Problem details
Reproduce the lines starting at the one containing "Spot reflective stripe on jacket." and ending at the one containing "[[521, 313, 610, 353]]", requests included, and scale every bounding-box coordinate in the answers by 1.4, rounding to whole numbers with halves rounded up. Leave the numbers in the requests and in their format samples unchanged.

Records from a collection:
┌──

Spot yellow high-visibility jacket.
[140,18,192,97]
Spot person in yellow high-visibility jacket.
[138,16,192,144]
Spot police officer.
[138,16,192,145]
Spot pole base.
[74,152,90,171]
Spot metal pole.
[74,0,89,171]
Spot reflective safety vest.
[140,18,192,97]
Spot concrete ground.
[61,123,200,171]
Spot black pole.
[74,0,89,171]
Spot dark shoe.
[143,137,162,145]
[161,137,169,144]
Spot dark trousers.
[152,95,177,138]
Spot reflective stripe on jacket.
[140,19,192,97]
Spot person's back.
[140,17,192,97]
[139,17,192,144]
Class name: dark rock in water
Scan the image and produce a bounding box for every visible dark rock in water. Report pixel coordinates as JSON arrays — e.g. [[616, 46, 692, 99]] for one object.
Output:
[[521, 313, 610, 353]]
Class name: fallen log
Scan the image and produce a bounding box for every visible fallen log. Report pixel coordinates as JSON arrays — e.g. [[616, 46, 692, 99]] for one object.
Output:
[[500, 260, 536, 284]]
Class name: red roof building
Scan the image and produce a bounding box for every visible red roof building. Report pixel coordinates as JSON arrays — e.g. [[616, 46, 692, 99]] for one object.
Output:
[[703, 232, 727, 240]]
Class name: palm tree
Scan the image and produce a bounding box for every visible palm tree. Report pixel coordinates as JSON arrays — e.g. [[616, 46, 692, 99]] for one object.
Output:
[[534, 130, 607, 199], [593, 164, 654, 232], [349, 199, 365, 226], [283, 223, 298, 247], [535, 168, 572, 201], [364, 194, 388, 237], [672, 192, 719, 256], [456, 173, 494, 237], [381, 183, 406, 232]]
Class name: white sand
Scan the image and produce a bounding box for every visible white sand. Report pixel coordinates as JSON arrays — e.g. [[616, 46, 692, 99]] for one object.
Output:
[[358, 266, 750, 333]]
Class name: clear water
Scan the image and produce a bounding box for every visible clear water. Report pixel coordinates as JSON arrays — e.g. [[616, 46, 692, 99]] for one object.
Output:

└──

Problem solution
Spot reflective stripe on jacket.
[196,27,269,136]
Spot person's back.
[196,24,269,136]
[195,24,269,202]
Class name: dark rock in water
Scan the image and produce a bounding box for every visible dark rock in water. Report pixel coordinates as JSON arrays — e.g. [[616, 46, 692, 99]] for one object.
Output:
[[729, 438, 854, 494]]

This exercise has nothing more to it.